(INSTRUCTIONS TO FOLLOW): Show each line in the records below that contains the word "building", copied in full. Case counts.

═══ SOURCE MATERIAL ═══

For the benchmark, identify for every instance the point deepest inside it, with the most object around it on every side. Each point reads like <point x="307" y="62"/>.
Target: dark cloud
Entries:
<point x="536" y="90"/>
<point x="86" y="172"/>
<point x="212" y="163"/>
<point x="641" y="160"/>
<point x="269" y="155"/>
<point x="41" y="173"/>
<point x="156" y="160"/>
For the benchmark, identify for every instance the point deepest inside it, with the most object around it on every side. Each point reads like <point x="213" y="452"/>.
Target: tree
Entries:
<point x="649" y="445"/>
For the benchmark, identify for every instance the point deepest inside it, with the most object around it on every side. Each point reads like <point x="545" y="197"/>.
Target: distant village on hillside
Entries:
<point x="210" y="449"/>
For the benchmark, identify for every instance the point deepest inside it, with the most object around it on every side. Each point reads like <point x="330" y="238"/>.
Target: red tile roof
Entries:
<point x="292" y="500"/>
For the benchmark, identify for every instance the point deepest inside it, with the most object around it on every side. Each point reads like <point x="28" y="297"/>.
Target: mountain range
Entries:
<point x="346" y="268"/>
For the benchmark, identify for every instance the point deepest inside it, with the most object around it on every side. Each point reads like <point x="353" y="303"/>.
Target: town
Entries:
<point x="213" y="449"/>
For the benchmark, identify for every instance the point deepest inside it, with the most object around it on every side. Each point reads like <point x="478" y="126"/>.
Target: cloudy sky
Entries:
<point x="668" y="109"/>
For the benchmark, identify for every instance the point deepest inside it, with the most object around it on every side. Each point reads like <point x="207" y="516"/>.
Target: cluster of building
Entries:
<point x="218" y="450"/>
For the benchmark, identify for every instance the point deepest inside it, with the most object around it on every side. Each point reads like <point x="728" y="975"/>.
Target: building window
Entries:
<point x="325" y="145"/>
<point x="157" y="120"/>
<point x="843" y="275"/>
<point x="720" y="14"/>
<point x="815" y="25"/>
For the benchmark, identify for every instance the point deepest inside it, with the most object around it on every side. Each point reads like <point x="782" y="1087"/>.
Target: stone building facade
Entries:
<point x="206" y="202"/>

═══

(RESULT OF THIS TASK):
Target: cluster of building
Target: building window
Target: stone building facade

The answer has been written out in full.